BEGIN DATA IN THIS EXERCISE

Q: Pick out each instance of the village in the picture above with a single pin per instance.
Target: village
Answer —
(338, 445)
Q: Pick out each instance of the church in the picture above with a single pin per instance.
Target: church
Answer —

END DATA IN THIS EXERCISE

> [THE PROBLEM]
Out of the records above, pull each line containing the word "instance".

> [TASK SOLUTION]
Q: Pick out each instance of the village in the picture above with a single pin per instance.
Q: Pick out each instance of the church in the picture above with a single pin per instance.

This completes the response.